# start of Recorded data
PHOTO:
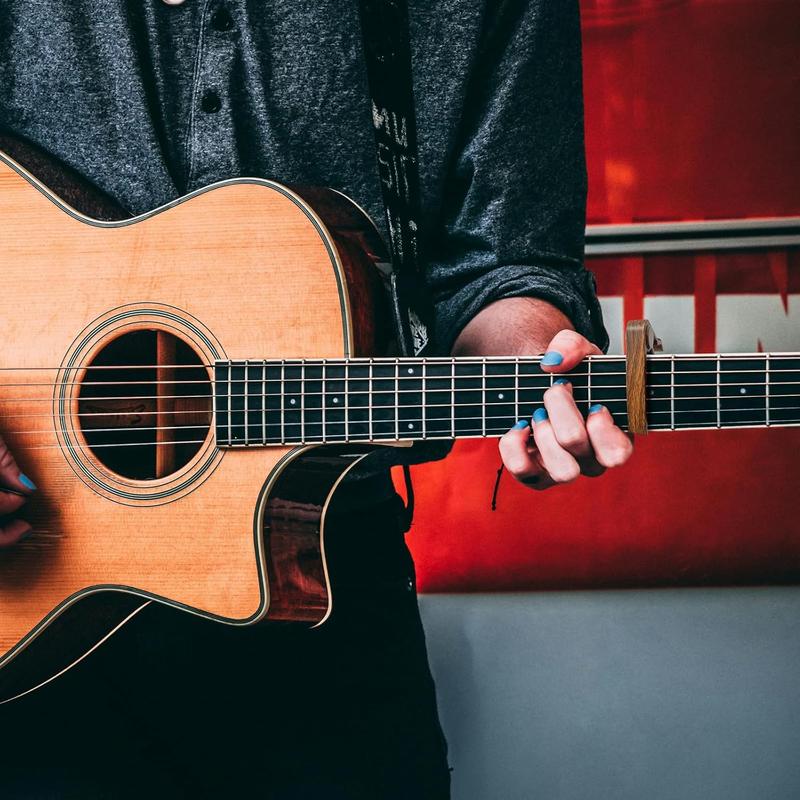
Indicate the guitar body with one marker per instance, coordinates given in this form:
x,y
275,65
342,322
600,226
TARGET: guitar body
x,y
158,512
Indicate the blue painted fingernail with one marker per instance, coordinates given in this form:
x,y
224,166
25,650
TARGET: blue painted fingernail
x,y
552,358
540,415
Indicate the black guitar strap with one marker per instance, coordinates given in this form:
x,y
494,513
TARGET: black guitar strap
x,y
385,30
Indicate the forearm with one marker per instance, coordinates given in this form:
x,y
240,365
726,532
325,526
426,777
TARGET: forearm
x,y
510,327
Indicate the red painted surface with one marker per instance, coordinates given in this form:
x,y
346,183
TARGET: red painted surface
x,y
691,108
691,113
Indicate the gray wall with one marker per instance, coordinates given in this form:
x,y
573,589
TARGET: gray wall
x,y
632,694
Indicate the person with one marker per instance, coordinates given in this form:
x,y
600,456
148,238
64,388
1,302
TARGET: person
x,y
147,101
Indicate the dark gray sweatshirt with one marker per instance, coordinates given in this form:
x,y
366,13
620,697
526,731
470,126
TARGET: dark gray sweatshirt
x,y
149,101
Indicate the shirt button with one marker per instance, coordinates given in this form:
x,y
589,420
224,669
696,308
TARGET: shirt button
x,y
221,20
210,102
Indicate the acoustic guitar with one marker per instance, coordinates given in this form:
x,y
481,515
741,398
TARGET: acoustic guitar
x,y
188,388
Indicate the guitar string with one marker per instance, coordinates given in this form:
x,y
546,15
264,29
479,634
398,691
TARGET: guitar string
x,y
655,393
544,382
391,436
389,360
284,422
423,376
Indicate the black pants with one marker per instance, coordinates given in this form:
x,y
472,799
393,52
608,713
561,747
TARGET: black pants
x,y
175,706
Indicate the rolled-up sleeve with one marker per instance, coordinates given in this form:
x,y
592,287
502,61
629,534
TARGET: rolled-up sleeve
x,y
514,209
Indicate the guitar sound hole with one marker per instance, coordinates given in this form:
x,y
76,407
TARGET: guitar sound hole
x,y
145,405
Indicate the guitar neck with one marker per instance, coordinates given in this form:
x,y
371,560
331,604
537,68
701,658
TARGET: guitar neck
x,y
407,399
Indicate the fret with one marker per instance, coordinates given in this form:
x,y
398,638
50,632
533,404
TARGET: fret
x,y
334,428
221,411
438,399
409,406
273,403
500,393
246,388
383,401
468,405
579,377
292,389
369,402
230,409
423,368
283,400
742,391
345,398
608,387
532,385
357,412
453,399
264,402
695,393
784,390
311,393
396,399
589,383
322,402
303,402
253,403
483,389
672,392
236,422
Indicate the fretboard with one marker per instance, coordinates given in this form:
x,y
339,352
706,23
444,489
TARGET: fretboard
x,y
372,400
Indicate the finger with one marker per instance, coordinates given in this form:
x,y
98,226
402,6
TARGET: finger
x,y
10,474
568,423
10,502
611,446
516,453
14,531
566,350
561,466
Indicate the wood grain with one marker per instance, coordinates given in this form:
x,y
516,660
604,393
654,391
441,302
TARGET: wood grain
x,y
258,272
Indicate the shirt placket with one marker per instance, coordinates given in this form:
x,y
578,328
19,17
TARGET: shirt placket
x,y
212,151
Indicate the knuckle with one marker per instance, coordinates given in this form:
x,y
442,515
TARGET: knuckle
x,y
517,466
615,456
6,459
572,437
565,474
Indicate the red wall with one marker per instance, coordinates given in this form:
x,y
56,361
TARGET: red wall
x,y
691,112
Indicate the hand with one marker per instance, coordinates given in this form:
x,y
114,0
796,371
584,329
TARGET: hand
x,y
15,488
557,445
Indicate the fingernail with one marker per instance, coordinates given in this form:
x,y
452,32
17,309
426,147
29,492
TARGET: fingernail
x,y
552,358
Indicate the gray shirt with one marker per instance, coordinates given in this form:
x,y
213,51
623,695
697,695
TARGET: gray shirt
x,y
149,101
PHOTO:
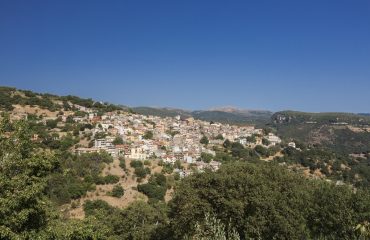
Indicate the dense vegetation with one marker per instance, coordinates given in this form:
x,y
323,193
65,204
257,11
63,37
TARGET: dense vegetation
x,y
326,129
245,199
12,96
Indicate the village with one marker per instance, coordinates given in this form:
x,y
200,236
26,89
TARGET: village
x,y
170,140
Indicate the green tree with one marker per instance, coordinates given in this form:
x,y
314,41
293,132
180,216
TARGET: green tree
x,y
23,173
117,191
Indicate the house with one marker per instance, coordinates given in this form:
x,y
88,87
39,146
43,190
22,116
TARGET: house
x,y
273,139
137,153
292,144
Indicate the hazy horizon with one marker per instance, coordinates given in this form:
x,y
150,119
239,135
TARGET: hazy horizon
x,y
266,55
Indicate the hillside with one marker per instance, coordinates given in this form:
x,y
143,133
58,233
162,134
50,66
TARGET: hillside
x,y
342,132
11,97
222,115
76,168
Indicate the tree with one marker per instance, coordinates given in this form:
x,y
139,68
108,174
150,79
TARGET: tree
x,y
204,140
117,191
212,228
265,142
266,201
23,179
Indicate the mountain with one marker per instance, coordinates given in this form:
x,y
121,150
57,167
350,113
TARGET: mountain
x,y
342,132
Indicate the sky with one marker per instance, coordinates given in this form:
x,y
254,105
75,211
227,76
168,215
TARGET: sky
x,y
195,54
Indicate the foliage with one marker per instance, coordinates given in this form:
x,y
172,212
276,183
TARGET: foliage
x,y
265,201
23,176
212,228
117,191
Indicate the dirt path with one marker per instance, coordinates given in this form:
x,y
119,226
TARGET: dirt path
x,y
127,181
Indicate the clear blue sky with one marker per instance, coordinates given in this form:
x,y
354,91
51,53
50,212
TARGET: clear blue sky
x,y
311,55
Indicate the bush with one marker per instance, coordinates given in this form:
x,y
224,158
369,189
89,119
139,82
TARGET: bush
x,y
117,191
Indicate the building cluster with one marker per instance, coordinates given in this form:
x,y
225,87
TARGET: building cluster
x,y
168,139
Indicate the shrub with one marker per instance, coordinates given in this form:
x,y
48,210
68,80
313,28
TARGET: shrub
x,y
117,191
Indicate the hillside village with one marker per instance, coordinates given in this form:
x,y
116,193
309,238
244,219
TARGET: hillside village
x,y
140,137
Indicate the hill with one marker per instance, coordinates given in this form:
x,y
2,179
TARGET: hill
x,y
11,97
342,132
222,115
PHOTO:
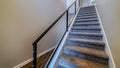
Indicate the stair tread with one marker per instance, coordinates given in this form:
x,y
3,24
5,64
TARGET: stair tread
x,y
90,51
87,33
88,41
87,23
95,19
89,28
89,17
82,63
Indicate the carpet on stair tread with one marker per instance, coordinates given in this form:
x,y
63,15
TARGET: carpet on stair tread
x,y
74,62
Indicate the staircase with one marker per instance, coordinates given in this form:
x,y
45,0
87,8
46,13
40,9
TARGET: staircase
x,y
84,47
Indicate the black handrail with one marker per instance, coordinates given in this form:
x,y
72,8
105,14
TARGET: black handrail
x,y
45,32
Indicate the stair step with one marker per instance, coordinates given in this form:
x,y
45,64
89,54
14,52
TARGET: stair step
x,y
86,43
88,17
89,29
89,51
86,35
59,66
74,62
86,23
82,20
82,15
85,16
86,12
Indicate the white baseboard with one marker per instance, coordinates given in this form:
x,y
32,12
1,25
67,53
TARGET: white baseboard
x,y
30,60
107,48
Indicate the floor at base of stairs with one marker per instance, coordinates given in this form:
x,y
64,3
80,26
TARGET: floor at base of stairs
x,y
41,61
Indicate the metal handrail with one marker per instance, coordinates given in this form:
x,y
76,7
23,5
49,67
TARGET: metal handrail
x,y
45,32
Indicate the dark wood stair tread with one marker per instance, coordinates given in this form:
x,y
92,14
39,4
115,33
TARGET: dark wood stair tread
x,y
86,28
87,41
89,51
82,63
86,33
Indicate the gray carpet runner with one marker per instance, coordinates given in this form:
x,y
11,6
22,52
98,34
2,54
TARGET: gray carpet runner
x,y
84,47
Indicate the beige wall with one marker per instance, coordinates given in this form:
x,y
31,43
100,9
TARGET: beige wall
x,y
21,22
109,11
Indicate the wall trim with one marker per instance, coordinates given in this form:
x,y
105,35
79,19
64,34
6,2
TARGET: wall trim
x,y
30,60
107,49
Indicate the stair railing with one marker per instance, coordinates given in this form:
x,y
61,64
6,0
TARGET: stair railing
x,y
45,32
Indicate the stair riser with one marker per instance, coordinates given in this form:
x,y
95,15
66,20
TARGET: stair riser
x,y
86,36
86,20
86,56
87,10
91,31
87,25
59,66
87,14
66,64
92,17
83,44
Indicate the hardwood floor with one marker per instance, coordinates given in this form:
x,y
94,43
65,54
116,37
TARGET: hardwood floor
x,y
41,61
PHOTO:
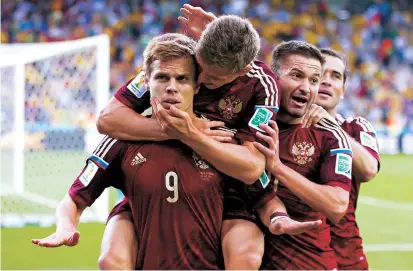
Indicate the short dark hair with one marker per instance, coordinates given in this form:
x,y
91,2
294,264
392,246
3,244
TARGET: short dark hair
x,y
166,47
293,47
230,42
331,52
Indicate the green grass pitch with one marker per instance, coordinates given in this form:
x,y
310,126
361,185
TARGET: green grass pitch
x,y
385,216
# end of Recorded data
To be done – Copy the part of the listing above that begins with the line containing "Indicate the green grass" and runs to the end of the listing, keeping every line unchanged.

Worked solution –
Indicate the green grass pitch with one marker per instance, coordinates given in this form:
x,y
310,126
361,185
TARGET: green grass pitch
x,y
385,216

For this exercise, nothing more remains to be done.